» **Problem details**
Where a line holds the word "with", copy it from the records.

» **Records provided**
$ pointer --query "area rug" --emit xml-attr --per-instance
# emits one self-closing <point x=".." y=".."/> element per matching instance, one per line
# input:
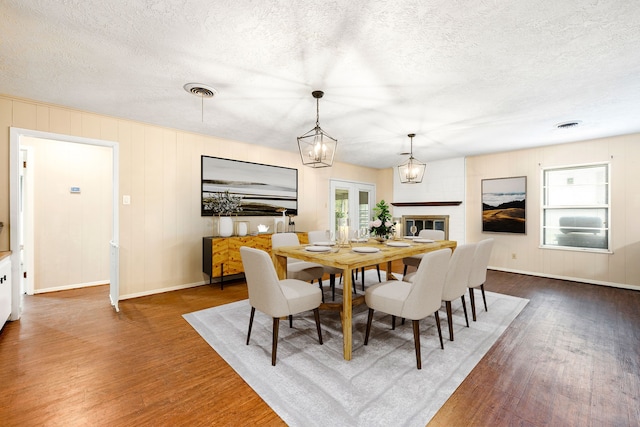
<point x="312" y="385"/>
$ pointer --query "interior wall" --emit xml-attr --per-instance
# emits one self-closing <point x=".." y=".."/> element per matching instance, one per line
<point x="161" y="230"/>
<point x="72" y="230"/>
<point x="621" y="268"/>
<point x="444" y="181"/>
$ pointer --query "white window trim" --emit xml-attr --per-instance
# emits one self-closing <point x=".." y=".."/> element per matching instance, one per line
<point x="543" y="205"/>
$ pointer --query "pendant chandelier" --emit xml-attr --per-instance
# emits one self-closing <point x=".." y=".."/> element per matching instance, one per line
<point x="317" y="148"/>
<point x="411" y="171"/>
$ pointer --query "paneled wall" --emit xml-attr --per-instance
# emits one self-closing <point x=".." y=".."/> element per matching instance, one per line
<point x="622" y="268"/>
<point x="161" y="230"/>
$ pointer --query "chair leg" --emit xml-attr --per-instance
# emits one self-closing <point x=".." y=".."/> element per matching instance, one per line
<point x="332" y="285"/>
<point x="274" y="345"/>
<point x="473" y="304"/>
<point x="316" y="315"/>
<point x="369" y="319"/>
<point x="253" y="311"/>
<point x="416" y="340"/>
<point x="464" y="307"/>
<point x="449" y="319"/>
<point x="439" y="330"/>
<point x="484" y="297"/>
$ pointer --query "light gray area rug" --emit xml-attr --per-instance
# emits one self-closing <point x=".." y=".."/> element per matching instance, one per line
<point x="312" y="385"/>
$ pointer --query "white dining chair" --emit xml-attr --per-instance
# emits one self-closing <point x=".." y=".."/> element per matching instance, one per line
<point x="274" y="297"/>
<point x="478" y="274"/>
<point x="455" y="285"/>
<point x="415" y="259"/>
<point x="298" y="269"/>
<point x="415" y="300"/>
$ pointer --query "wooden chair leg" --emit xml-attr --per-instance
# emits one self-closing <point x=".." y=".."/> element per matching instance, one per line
<point x="464" y="308"/>
<point x="484" y="298"/>
<point x="439" y="330"/>
<point x="449" y="319"/>
<point x="274" y="345"/>
<point x="332" y="285"/>
<point x="253" y="311"/>
<point x="416" y="340"/>
<point x="316" y="315"/>
<point x="369" y="319"/>
<point x="473" y="304"/>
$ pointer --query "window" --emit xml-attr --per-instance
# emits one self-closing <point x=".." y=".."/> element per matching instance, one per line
<point x="575" y="210"/>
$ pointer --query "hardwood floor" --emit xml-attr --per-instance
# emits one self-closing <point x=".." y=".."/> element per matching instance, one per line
<point x="572" y="357"/>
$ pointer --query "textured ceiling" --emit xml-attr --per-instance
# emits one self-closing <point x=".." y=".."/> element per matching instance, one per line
<point x="467" y="77"/>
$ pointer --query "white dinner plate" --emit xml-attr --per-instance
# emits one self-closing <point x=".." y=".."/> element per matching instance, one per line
<point x="398" y="244"/>
<point x="317" y="248"/>
<point x="424" y="240"/>
<point x="324" y="243"/>
<point x="365" y="249"/>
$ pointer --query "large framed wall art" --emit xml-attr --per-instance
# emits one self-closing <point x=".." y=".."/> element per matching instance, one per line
<point x="265" y="189"/>
<point x="503" y="205"/>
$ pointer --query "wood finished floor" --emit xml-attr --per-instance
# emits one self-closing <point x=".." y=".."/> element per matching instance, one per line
<point x="571" y="358"/>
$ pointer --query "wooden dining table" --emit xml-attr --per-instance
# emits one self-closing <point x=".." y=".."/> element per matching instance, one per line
<point x="347" y="259"/>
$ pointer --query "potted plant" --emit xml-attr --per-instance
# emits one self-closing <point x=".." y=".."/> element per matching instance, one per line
<point x="224" y="204"/>
<point x="381" y="226"/>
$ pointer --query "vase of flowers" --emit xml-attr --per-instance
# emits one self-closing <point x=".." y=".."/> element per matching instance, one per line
<point x="224" y="204"/>
<point x="381" y="227"/>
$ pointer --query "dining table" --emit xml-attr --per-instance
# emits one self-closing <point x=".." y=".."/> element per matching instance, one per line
<point x="349" y="257"/>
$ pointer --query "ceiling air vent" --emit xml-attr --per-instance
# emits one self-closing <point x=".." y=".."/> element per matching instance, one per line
<point x="567" y="125"/>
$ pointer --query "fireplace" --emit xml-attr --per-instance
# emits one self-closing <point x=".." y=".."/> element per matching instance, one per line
<point x="426" y="222"/>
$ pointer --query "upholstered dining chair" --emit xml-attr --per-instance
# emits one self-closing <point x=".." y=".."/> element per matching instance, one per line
<point x="415" y="300"/>
<point x="455" y="284"/>
<point x="298" y="269"/>
<point x="274" y="297"/>
<point x="319" y="236"/>
<point x="478" y="274"/>
<point x="415" y="259"/>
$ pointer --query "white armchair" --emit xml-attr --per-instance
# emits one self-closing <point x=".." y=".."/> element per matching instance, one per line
<point x="274" y="297"/>
<point x="415" y="300"/>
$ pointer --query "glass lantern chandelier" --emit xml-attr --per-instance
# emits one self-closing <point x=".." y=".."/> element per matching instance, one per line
<point x="411" y="171"/>
<point x="317" y="148"/>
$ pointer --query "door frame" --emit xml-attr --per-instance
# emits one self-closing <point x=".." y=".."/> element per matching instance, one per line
<point x="16" y="220"/>
<point x="354" y="188"/>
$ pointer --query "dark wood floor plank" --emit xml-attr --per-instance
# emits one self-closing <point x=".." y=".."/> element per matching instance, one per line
<point x="572" y="357"/>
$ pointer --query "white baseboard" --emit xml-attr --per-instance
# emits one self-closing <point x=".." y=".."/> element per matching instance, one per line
<point x="72" y="286"/>
<point x="568" y="278"/>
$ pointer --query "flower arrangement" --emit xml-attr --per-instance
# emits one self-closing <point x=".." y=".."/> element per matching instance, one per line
<point x="223" y="203"/>
<point x="382" y="225"/>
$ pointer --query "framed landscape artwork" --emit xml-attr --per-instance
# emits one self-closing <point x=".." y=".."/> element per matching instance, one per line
<point x="503" y="205"/>
<point x="265" y="189"/>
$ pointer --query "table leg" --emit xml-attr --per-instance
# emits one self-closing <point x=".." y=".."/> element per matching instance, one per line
<point x="347" y="315"/>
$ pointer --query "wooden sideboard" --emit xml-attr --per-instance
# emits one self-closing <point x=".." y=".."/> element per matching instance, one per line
<point x="221" y="255"/>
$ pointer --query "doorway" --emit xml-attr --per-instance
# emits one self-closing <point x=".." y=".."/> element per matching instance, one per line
<point x="351" y="205"/>
<point x="20" y="241"/>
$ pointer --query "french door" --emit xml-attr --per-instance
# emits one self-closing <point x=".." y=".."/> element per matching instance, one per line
<point x="351" y="204"/>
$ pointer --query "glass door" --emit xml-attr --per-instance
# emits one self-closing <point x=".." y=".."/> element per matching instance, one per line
<point x="351" y="206"/>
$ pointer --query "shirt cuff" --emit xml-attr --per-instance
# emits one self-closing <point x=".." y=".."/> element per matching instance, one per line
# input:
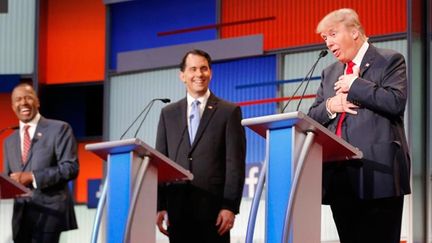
<point x="34" y="181"/>
<point x="329" y="113"/>
<point x="352" y="81"/>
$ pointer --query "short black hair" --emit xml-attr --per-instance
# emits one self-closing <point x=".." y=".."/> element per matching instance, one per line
<point x="197" y="52"/>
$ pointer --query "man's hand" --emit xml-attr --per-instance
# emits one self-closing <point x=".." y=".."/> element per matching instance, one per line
<point x="161" y="216"/>
<point x="24" y="178"/>
<point x="339" y="103"/>
<point x="225" y="221"/>
<point x="344" y="82"/>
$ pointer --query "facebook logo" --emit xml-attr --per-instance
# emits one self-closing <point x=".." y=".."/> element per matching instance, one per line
<point x="94" y="190"/>
<point x="251" y="180"/>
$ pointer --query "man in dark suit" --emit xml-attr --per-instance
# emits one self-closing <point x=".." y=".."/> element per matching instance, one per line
<point x="362" y="98"/>
<point x="202" y="210"/>
<point x="41" y="155"/>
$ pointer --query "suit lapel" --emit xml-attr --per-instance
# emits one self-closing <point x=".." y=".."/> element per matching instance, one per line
<point x="368" y="59"/>
<point x="209" y="110"/>
<point x="16" y="150"/>
<point x="40" y="128"/>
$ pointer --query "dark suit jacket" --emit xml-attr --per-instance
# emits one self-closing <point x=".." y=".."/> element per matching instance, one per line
<point x="216" y="159"/>
<point x="378" y="128"/>
<point x="54" y="162"/>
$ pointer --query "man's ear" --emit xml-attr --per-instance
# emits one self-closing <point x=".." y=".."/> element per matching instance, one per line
<point x="182" y="77"/>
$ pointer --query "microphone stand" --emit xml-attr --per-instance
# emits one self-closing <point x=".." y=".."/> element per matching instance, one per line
<point x="322" y="54"/>
<point x="145" y="116"/>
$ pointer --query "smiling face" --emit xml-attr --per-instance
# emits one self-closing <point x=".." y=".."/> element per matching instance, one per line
<point x="25" y="103"/>
<point x="342" y="41"/>
<point x="196" y="75"/>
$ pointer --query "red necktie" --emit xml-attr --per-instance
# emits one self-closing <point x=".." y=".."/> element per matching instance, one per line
<point x="26" y="144"/>
<point x="342" y="116"/>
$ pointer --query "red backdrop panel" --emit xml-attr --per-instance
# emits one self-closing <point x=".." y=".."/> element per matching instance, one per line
<point x="91" y="167"/>
<point x="72" y="41"/>
<point x="296" y="21"/>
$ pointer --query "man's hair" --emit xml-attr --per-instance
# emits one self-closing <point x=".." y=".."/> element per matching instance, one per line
<point x="197" y="52"/>
<point x="346" y="16"/>
<point x="22" y="84"/>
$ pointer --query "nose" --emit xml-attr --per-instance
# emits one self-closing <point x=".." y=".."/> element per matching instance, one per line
<point x="198" y="72"/>
<point x="329" y="43"/>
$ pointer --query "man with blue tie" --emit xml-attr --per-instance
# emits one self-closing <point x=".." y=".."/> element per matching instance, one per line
<point x="362" y="99"/>
<point x="202" y="133"/>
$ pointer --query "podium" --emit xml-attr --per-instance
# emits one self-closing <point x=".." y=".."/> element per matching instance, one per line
<point x="134" y="170"/>
<point x="10" y="189"/>
<point x="296" y="147"/>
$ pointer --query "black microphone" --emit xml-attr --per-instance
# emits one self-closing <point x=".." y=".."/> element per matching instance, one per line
<point x="179" y="143"/>
<point x="147" y="107"/>
<point x="8" y="128"/>
<point x="308" y="76"/>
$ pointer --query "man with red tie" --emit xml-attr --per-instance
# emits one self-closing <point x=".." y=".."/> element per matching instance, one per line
<point x="362" y="99"/>
<point x="41" y="155"/>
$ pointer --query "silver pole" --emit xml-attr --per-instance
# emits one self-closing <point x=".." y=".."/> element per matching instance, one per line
<point x="298" y="172"/>
<point x="136" y="190"/>
<point x="99" y="212"/>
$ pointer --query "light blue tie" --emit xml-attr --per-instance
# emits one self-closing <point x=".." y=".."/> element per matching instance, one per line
<point x="194" y="118"/>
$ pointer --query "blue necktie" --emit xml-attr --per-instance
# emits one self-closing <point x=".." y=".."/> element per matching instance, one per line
<point x="194" y="118"/>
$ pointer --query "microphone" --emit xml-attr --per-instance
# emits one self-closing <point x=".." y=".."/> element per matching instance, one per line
<point x="308" y="76"/>
<point x="179" y="143"/>
<point x="146" y="108"/>
<point x="8" y="128"/>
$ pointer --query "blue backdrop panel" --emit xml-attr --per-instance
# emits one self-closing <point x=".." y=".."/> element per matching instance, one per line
<point x="230" y="74"/>
<point x="8" y="82"/>
<point x="135" y="25"/>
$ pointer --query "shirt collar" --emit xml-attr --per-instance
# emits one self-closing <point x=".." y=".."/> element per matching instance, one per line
<point x="32" y="123"/>
<point x="360" y="54"/>
<point x="202" y="99"/>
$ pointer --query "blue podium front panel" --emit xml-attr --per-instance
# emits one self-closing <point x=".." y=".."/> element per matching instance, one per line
<point x="279" y="176"/>
<point x="118" y="195"/>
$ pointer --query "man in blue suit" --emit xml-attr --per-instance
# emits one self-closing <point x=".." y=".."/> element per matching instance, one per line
<point x="41" y="155"/>
<point x="202" y="210"/>
<point x="362" y="99"/>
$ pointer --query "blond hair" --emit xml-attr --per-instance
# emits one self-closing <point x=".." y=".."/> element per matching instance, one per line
<point x="346" y="16"/>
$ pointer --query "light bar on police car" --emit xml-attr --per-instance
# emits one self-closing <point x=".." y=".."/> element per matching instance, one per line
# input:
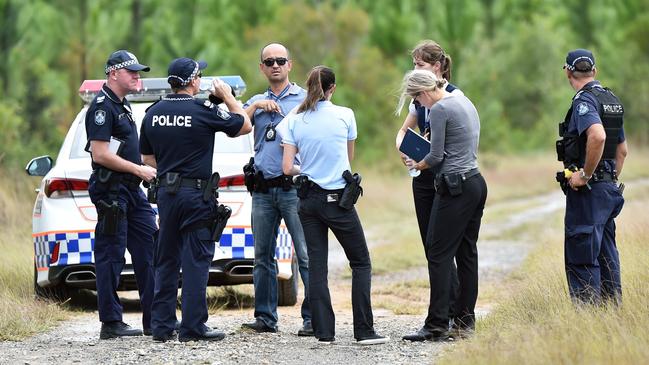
<point x="151" y="89"/>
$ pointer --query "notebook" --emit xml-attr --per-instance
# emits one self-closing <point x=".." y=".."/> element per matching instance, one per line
<point x="414" y="145"/>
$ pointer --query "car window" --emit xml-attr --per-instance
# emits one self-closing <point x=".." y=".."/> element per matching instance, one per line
<point x="222" y="143"/>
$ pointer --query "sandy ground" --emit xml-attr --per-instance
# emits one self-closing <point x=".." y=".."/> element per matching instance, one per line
<point x="77" y="340"/>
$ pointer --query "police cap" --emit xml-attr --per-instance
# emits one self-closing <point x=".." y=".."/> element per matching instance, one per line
<point x="124" y="59"/>
<point x="183" y="70"/>
<point x="577" y="56"/>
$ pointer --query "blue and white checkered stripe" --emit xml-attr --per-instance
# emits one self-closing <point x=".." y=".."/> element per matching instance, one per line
<point x="74" y="248"/>
<point x="238" y="243"/>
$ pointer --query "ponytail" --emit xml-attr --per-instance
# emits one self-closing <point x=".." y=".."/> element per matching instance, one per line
<point x="319" y="80"/>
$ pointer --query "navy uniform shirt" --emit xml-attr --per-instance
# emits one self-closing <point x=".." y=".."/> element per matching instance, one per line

» **Worked solution**
$ pointer --query "man with blue tie" --emit xml-attr --per-instance
$ pointer --query "man with red tie" --emit xml-attr --per-instance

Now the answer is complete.